» SET PROBLEM:
Copy out every line of the items below, requests included, multiplying each keypoint coordinate in the answers by 0.9 and rounding to the nearest whole number, with halves rounded up. Leave the numbers in the requests and their format samples unchanged.

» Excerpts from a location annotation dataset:
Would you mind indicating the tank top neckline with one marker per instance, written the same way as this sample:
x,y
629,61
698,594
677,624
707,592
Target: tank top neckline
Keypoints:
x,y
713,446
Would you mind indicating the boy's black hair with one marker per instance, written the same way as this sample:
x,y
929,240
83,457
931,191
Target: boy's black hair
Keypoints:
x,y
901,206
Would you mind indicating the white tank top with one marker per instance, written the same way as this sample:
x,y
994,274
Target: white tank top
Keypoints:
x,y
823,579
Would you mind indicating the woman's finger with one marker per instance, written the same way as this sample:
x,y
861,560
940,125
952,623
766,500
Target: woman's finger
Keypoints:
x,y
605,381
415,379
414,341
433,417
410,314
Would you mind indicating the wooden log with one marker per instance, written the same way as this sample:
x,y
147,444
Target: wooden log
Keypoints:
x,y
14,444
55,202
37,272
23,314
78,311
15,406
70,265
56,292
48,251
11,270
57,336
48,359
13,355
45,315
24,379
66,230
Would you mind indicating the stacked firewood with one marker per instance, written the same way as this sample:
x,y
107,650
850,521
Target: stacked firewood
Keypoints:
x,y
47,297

» EXERCISE ANSWER:
Would you mind indicating the tank top neckline with one marker per instance, written the same way as this sample:
x,y
629,61
698,594
677,624
707,592
Target: tank top neckline
Keypoints:
x,y
642,401
Would you mind indicating the boy's black hair with one marker per instance, written the same way as this sample:
x,y
929,240
83,457
931,191
Target: boy's black hair
Keypoints:
x,y
811,185
Would you mind indicating the white tank top with one marker per instance, written the same way as this sample:
x,y
994,274
Target: white tank top
Keypoints:
x,y
741,521
Would you mind indicating the woman's finger with one marker per instance, written the same way as this sample:
x,y
861,560
940,125
952,623
766,500
Target: woman's finger
Keypoints:
x,y
545,343
374,341
373,307
390,375
369,283
Would you mind indicating the wooden log with one marker per instance, written the same way as this sample:
x,y
147,444
Target: wooden log
Keypoints:
x,y
13,400
50,182
33,245
21,283
70,280
14,365
63,239
50,263
43,226
10,243
51,302
43,323
12,320
41,284
22,341
59,207
Would you mind indicating the stacked firewood with one marker per instance, written the same way as this sample:
x,y
107,650
850,521
Target: stacked firewood
Keypoints:
x,y
42,267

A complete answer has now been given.